EXERCISE GOAL
Please copy out every line below that contains the word "cliff".

-- start RECORDS SHOWN --

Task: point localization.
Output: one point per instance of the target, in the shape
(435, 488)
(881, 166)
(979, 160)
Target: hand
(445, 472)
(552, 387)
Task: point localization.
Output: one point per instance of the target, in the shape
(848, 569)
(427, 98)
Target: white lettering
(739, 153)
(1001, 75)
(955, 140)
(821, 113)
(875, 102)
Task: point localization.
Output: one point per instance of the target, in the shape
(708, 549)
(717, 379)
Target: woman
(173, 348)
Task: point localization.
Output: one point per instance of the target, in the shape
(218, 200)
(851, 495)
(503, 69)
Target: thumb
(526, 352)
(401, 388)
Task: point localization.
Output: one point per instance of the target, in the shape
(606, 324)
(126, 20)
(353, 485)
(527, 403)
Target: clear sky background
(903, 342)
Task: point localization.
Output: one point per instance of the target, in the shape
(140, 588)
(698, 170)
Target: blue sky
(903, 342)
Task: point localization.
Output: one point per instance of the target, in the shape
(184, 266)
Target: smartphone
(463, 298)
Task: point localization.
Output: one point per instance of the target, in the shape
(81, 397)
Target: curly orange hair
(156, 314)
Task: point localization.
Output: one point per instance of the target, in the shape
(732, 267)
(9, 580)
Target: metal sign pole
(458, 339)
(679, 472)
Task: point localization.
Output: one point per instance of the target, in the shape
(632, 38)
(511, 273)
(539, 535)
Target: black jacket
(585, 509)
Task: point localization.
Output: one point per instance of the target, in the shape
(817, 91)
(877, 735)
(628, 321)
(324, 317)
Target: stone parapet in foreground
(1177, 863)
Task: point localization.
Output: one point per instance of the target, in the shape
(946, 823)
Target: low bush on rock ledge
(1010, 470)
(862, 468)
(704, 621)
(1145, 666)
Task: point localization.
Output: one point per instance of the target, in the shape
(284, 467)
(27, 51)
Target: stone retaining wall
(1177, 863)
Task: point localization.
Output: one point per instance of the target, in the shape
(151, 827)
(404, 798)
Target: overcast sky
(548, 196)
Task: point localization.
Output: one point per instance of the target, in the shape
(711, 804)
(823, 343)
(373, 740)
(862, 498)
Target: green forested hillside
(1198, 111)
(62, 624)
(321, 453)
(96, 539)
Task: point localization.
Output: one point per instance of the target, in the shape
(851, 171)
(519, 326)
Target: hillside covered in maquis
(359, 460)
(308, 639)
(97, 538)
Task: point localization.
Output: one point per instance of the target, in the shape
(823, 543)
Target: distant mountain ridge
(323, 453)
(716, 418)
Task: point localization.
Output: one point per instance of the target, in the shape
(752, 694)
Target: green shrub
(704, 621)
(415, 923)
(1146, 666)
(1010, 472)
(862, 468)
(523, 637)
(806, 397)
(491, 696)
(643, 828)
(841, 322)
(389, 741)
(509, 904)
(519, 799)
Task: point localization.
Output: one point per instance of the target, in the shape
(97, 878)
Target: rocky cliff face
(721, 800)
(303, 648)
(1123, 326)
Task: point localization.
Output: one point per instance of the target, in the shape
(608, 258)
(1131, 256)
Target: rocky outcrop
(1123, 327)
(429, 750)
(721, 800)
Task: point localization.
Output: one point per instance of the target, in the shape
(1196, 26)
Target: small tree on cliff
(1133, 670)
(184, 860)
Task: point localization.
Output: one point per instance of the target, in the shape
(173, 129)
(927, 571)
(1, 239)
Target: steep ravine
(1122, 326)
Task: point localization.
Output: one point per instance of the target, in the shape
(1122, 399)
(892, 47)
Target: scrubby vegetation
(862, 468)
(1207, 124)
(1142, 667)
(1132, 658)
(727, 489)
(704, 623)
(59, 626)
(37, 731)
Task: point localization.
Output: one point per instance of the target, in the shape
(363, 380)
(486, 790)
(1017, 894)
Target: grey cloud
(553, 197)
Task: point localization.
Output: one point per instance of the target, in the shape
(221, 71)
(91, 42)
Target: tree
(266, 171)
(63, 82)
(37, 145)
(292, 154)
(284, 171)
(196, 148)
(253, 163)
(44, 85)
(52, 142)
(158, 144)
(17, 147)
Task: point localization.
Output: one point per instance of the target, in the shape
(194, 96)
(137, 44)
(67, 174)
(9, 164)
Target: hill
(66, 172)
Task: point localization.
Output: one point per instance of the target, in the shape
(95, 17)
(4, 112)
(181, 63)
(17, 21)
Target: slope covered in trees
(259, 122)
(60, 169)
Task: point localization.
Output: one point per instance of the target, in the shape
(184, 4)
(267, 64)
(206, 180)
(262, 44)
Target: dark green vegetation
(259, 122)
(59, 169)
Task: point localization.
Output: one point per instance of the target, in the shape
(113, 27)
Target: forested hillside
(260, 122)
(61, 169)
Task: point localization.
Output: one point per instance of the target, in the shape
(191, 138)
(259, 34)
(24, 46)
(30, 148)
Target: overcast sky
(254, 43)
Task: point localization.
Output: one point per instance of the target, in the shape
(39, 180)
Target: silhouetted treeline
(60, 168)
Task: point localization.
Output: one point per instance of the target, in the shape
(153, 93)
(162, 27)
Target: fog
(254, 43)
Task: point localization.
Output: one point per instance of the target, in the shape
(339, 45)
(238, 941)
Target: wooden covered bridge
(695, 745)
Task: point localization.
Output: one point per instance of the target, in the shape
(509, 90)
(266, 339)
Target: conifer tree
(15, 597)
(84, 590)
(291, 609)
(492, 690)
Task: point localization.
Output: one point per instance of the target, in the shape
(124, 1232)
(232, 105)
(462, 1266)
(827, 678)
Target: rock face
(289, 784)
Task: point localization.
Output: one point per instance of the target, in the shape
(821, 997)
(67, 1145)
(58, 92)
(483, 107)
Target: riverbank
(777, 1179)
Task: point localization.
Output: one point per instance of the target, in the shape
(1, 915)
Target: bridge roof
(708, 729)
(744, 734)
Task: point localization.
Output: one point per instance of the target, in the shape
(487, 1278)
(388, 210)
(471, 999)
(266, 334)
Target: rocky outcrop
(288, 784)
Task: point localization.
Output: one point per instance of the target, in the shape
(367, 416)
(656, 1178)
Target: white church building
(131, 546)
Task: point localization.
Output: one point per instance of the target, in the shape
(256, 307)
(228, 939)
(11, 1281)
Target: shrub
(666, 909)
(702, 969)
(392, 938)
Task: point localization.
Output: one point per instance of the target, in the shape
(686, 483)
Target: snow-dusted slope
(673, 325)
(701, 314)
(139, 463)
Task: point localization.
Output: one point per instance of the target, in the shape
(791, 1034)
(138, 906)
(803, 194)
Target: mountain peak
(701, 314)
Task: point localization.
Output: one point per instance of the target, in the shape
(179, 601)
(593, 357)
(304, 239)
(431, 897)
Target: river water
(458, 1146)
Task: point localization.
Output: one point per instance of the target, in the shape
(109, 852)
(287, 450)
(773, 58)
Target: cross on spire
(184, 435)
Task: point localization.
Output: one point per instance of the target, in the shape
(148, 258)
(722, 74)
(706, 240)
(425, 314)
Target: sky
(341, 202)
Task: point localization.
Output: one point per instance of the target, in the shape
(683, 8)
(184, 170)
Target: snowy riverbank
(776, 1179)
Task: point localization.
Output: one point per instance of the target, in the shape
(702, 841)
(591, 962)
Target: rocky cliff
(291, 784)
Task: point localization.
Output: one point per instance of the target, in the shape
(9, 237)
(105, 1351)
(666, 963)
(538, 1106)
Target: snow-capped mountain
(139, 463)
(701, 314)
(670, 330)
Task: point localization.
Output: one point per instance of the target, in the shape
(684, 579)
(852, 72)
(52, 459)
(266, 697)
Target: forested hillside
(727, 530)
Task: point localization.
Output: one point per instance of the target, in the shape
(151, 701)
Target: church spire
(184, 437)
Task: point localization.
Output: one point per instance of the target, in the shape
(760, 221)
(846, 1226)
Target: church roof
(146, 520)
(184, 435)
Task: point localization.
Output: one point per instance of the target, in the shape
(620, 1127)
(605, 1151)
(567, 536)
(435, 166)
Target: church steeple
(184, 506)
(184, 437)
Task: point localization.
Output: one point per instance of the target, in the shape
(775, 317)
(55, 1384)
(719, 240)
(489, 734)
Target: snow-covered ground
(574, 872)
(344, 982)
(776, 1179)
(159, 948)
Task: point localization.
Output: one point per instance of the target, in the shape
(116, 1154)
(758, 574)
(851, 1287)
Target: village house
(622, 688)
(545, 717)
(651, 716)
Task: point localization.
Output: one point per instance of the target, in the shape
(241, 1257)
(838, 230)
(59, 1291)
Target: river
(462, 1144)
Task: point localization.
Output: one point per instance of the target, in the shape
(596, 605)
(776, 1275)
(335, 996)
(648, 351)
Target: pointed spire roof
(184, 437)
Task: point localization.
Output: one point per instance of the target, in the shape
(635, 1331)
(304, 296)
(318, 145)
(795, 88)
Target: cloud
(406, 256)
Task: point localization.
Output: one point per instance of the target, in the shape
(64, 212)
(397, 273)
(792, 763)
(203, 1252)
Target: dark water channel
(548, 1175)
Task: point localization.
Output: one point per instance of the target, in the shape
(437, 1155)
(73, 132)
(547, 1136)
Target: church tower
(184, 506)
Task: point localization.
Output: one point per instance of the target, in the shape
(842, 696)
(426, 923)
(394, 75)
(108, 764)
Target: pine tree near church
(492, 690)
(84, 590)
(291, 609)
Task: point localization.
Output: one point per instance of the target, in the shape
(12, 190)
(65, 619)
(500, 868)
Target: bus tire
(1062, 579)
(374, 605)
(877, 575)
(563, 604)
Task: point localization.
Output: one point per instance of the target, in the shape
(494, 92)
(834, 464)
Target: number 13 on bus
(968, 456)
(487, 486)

-- end RECORDS SHOWN --

COMPLETE RESPONSE
Target: rocky cliff face
Target: small tree on cliff
Target: rocky cliff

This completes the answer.